As is often the case this newsletter contains little that is genuinely new. On QROPS we may well see a significant reduction in EEA-based recognised overseas pension schemes when the 15 May list is published given the very limited time HMRC is making available to such schemes to respond. 

IFS proposes reforms to help individuals make good use of their DC pension wealth throughout their retirement 

In the latest contribution to its pensions review, the Institute for Fiscal Studies is suggesting that some reforms are needed to address the risk that many could exhaust their private resources and fall back purely on state pensions and benefits, especially later in retirement. The IFS then focuses on default retirement income solutions which it is expected that DC occupational pension scheme trustees will have to make available to their members because of provisions in the forthcoming Pension Schemes Bill. 

The IFS suggests that a hybrid retirement income solution in which, by default, people are able draw down on their pension wealth flexibly earlier in retirement, but annuitise their pension savings at older ages (e.g. at 75 or 80), would work well. However, such a ‘flex then fix’ model would not be right for everyone and therefore this default should be ‘soft’ with a menu of alternative options provided to make it easy for people to choose other sensible options. 

To support these conclusions the IFS has published a report that examines the decisions that older individuals face as they draw on and manage their private pension wealth through retirement alongside another report on suggested policies to help people appropriately manage their DC pension wealth through later life. These suggestions include: 

  • Encouraging DC pot consolidation so that individuals should typically end up with one, or a small number of, DC pension pots to manage at retirement; 
  • Steadily increase the age at which individuals are first able to access their DC pension pots, as pension saving is ultimately designed to provide financial resources in retirement – not lump sums whilst still working; 
  • No longer describe the tax benefits of private pensions in a way that accidentally encourages individuals to withdraw large amounts from their pension pots early in retirement, such as to access the ‘tax-free lump sum’.

Listed entries —

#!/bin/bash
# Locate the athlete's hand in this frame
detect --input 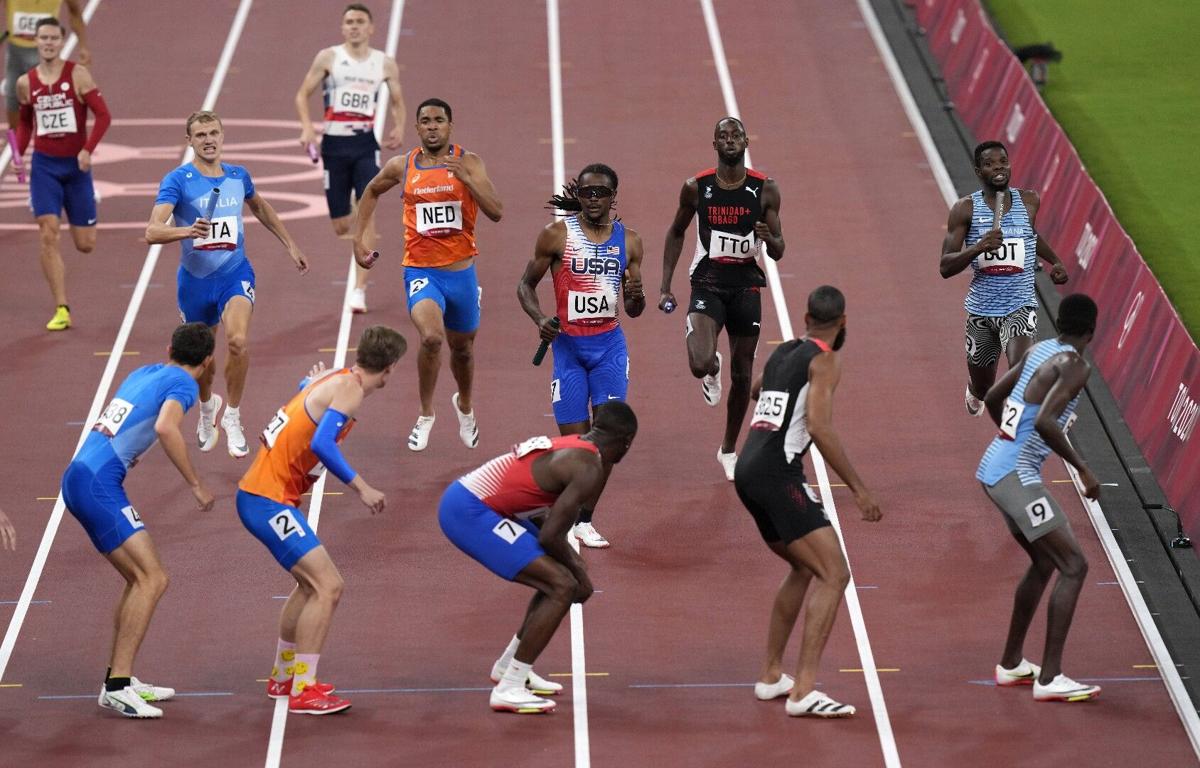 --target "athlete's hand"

...

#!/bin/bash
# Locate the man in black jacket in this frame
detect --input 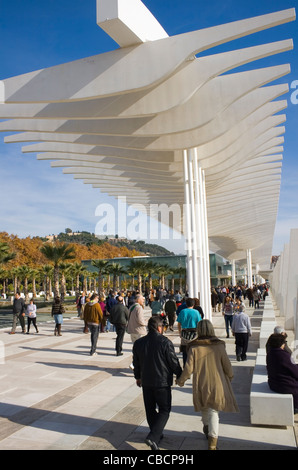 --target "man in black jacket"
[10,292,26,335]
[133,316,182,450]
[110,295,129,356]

...

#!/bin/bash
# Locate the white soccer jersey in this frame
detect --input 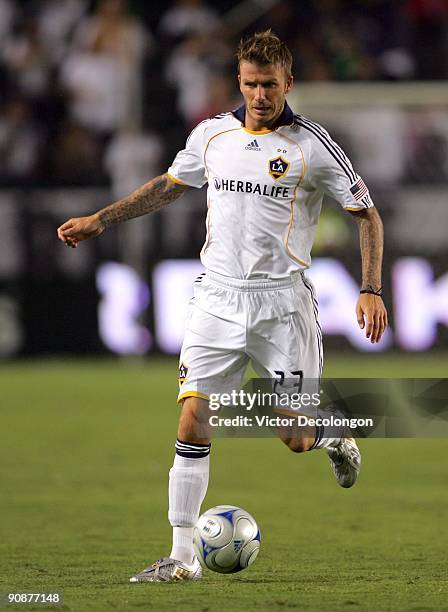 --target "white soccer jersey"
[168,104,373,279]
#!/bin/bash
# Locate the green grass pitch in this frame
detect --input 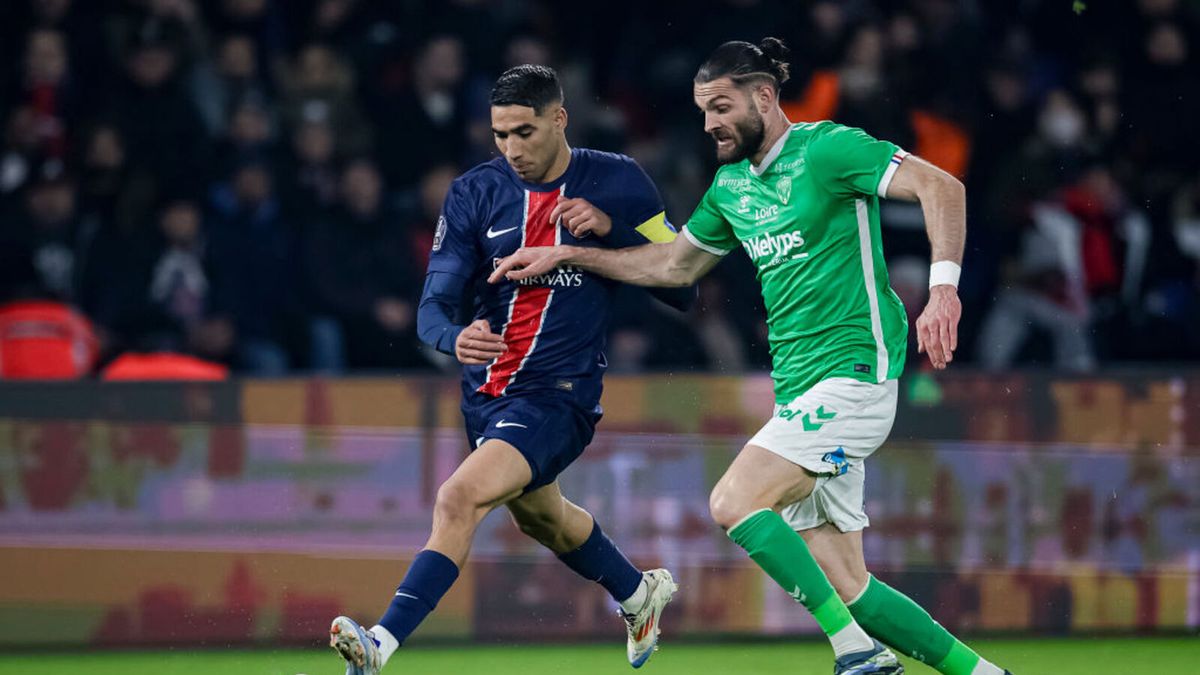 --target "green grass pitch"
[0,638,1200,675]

Challenge 1 —
From the pensions newsletter, output the passage from "The IFS suggests" up to and including "other sensible options.".
Challenge 2 —
Answer these from the pensions newsletter:
(a) On what date is the list of recognised overseas pension schemes to be published?
(b) At what older ages does the IFS give as examples for annuitising pension savings?
(c) What name does the newsletter give to the hybrid retirement income model?
Challenge 3 —
Summarize the pensions newsletter in two sentences.

Problem solution 1 —
The IFS suggests that a hybrid retirement income solution in which, by default, people are able draw down on their pension wealth flexibly earlier in retirement, but annuitise their pension savings at older ages (e.g. at 75 or 80), would work well. However, such a ‘flex then fix’ model would not be right for everyone and therefore this default should be ‘soft’ with a menu of alternative options provided to make it easy for people to choose other sensible options.

Problem solution 2 —
(a) 15 May
(b) 75 or 80
(c) A 'flex then fix' model

Problem solution 3 —
The Institute for Fiscal Studies suggests that reforms are needed because many people could exhaust their private resources in retirement, and it proposes a soft default in which people draw down DC pension wealth flexibly at first and annuitize at older ages, with a menu of other options. Its suggested policies include encouraging DC pot consolidation, steadily raising the age at which DC pots can first be accessed, and no longer describing pension tax benefits in a way that encourages large early withdrawals.